** begin **

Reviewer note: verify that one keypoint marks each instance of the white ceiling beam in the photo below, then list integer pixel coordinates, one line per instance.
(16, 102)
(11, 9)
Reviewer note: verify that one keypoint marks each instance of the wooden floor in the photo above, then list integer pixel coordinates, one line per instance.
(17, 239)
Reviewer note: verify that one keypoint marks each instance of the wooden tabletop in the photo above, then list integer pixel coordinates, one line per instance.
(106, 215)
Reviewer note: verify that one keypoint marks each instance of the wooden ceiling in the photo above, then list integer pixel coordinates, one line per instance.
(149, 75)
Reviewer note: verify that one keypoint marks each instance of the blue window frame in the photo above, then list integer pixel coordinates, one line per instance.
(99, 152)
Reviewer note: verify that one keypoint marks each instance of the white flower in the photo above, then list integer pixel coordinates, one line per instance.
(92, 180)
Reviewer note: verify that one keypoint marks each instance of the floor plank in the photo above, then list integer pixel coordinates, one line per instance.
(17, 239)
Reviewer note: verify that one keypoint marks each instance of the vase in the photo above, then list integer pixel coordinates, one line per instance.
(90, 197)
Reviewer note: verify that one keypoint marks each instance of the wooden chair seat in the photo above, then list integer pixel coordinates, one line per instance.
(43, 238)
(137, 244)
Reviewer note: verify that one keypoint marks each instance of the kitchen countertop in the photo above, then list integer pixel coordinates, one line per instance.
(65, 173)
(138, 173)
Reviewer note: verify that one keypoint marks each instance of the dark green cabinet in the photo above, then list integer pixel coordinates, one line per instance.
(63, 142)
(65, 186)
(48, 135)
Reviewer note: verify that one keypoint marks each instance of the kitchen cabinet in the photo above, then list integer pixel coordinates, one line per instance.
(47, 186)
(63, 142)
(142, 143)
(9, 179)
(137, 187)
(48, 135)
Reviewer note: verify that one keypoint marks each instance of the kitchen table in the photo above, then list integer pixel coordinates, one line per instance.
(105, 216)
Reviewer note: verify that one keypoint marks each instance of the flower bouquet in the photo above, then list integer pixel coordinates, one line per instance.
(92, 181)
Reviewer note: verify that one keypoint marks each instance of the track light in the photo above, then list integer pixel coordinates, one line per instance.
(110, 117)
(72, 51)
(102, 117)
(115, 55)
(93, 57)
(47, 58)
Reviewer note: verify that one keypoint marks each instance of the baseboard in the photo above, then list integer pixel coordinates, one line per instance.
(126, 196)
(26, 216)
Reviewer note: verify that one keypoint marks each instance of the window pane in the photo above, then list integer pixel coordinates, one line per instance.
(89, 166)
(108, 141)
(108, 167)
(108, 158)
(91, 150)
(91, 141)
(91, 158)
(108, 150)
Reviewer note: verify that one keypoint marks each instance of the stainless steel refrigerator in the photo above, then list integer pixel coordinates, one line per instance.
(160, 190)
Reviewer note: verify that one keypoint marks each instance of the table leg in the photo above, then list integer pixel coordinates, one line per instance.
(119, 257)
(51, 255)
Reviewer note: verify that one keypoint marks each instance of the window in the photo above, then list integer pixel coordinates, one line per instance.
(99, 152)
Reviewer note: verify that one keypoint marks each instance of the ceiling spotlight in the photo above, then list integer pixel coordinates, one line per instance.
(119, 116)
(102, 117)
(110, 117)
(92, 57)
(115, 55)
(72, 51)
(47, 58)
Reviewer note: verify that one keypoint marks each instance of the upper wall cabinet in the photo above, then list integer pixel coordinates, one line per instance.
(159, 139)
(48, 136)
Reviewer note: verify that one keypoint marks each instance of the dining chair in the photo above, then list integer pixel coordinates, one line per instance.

** end **

Reproduce the listing above word for word, every line in its original order.

Reviewer note: verify that one keypoint marks each instance of the white ceiling beam in the photo below, then list integer pixel coordinates, one line per instance.
(16, 102)
(11, 9)
Reviewer note: verify that one keypoint marks each instance of the wooden floor in the photo above, then list integer pixel coordinates, one line per instance.
(17, 239)
Reviewer note: verify that one keypoint marks each instance of the wooden tabletop in the photo above, then list integer pixel coordinates, one line per instance.
(106, 215)
Reviewer note: verify that one keypoint marks each instance of the wooden ceiling in the photo above, then list integer pixel coordinates, one line per instance.
(149, 75)
Reviewer note: verify that one keypoint marks each instance of the blue window frame in the photo above, then list integer pixel coordinates, one line per instance.
(99, 152)
Reviewer note: verify that one keypoint marks each instance of the white flower in the photo above, then list integer pixel coordinates, one line per instance.
(92, 180)
Reviewer note: verify that one keypoint marks each instance of the floor plank in the photo above, then list integer pixel coordinates, one line per instance.
(17, 239)
Reviewer note: verify that one keypoint marks each instance of the vase in the photo above, then list integer pixel coordinates, one line per instance.
(90, 197)
Reviewer note: verify that one keypoint marks each instance of the wooden chair seat in the photo above, then list integer pixel coordinates, one line per instance.
(43, 238)
(137, 244)
Reviewer note: verify that one keypoint marks each instance of the kitchen countertop in the photo above, then list integer pixel coordinates, one line per instance.
(65, 173)
(138, 173)
Reviewer note: verify that one keypoint marks each instance of the dark green cabinet in the photo above, then list integer pixel coordinates, one line per instance.
(63, 142)
(65, 186)
(48, 135)
Reviewer note: verify that one keypoint marks each instance of the kitchen cabinet in the photo above, then list integer pixel coordinates, one line per instance.
(47, 186)
(63, 142)
(142, 143)
(9, 179)
(137, 187)
(48, 135)
Reviewer note: verify that one keypoint marks each instance of the kitchen table in the photo above, then list integer pixel coordinates, one line per instance.
(105, 216)
Reviewer note: verify that one keypoint marks each instance of the flower bouquet in the photo above, then list integer pixel coordinates, one line per instance.
(92, 181)
Reviewer note: verify that one keypoint marks each instance of the track light in the photo above, then list integer pixel coordinates, one line per instance.
(110, 117)
(72, 51)
(102, 117)
(115, 55)
(93, 57)
(47, 58)
Reviewer note: verify that one keypoint marks each instance of the baseboard in the photo above, then list integer pixel coordinates, one line per instance.
(126, 196)
(26, 216)
Reviewer note: verify that one keypoint marks each instance of the window pane in the photo above, then list integer pixel coordinates, one line per instance.
(89, 166)
(108, 141)
(108, 167)
(108, 158)
(91, 150)
(91, 141)
(91, 158)
(108, 150)
Reviewer note: verify that one keypoint marks each instance of the stainless steel refrigerator in the photo above, then list integer pixel coordinates, one line per instance.
(160, 190)
Reviewer note: verify that one keypoint marks each instance of the table leg in the photo above, then list integer pixel coordinates, one line per instance.
(119, 257)
(51, 255)
Reviewer note: verify that one keypoint marks each instance of the window in the photo above, then list integer pixel coordinates, one line per instance.
(99, 152)
Reviewer note: verify that one keypoint marks each instance of the ceiling spotlight in the photo above, then list integer pixel coordinates, one line per instance.
(119, 116)
(102, 117)
(110, 117)
(92, 57)
(115, 55)
(72, 51)
(47, 58)
Reviewer note: verify that one keypoint marks each instance of the upper wall cabinet in the photo above, then list integer pixel coordinates, one line per instance.
(159, 139)
(48, 136)
Reviewer note: verify that one keypoint marks each instance of the dining chair in the photo above, then list integer pixel coordinates, one line per instance.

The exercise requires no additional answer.